## YOUR ASSIGNMENT
Range to reproduce from the entries below: the line with "Reviewer note: confirm that each instance of the yellow sleeve", the line with "Reviewer note: confirm that each instance of the blue", and every line in between. Give them exactly and give nothing else.

## DATA FOR REVIEW
■ ■ ■ ■ ■

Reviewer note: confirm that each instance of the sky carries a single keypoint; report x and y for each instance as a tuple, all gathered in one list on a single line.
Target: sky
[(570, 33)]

■ ■ ■ ■ ■

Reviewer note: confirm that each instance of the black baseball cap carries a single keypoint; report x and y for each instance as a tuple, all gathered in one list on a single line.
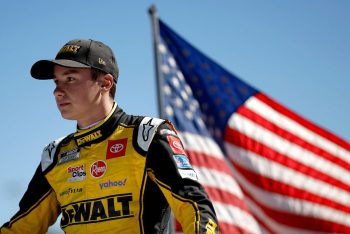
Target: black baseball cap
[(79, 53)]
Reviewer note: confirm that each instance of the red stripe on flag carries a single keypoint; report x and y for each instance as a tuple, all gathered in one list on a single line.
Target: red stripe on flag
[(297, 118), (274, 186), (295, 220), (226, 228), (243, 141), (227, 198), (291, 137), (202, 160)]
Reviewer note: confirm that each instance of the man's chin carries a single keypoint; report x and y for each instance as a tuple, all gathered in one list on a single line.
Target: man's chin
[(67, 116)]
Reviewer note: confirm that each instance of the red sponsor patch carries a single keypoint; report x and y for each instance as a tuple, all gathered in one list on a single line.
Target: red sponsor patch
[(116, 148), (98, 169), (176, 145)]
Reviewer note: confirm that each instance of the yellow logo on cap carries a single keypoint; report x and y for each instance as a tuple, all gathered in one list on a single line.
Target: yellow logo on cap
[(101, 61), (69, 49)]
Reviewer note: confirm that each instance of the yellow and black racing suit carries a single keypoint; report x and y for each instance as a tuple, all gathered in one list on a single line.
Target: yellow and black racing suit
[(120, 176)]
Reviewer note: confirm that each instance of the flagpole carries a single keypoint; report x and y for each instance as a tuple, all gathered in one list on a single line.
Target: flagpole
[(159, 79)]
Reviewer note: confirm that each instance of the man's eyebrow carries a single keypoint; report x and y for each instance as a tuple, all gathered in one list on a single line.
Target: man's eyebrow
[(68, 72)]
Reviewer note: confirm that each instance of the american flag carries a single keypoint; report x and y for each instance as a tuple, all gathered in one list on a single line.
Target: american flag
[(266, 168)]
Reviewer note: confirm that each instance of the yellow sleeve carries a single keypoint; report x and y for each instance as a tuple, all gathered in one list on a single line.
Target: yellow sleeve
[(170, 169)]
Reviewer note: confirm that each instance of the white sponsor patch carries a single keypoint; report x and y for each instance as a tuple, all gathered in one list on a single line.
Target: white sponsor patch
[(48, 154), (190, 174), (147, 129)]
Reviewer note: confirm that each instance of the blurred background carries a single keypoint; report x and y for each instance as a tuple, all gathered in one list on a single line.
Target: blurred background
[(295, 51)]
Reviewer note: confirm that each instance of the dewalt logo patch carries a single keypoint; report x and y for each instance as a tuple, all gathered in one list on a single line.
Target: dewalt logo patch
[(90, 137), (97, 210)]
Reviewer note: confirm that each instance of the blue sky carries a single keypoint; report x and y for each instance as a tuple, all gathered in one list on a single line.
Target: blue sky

■ ■ ■ ■ ■

## TASK OUTPUT
Reviewer note: confirm that each instance of the yellow sleeve carries a single keypoint; report x and y for each instance as a tuple, all gathered in one list on a single line.
Target: yellow sleeve
[(170, 169)]
Reviewer note: confirm that each instance of the white sponsor patch carries a single keypoint; report x and y for each instance as a tuple, all gathered in one list on a single line.
Target: white sponsor patch
[(48, 154), (190, 174), (147, 129)]
Reviewer note: confirm that each instance of the blurred background carries a single keypoint; report x and y for each instance as a tuple, all gathered in one list on a single line.
Target: blurred background
[(295, 51)]
Reviewer note: confirm that each instance of the dewalt logo patch carries a single keypoint; report x and y for each instance as a tuple, all gathered in one list on a single line.
Target: dewalt logo patch
[(90, 137), (97, 210)]
Reviewer note: confirm that each instance of the blue sky carries a single keypoint; report x and y for each instance as a tuple, all gathered in one list on a single line.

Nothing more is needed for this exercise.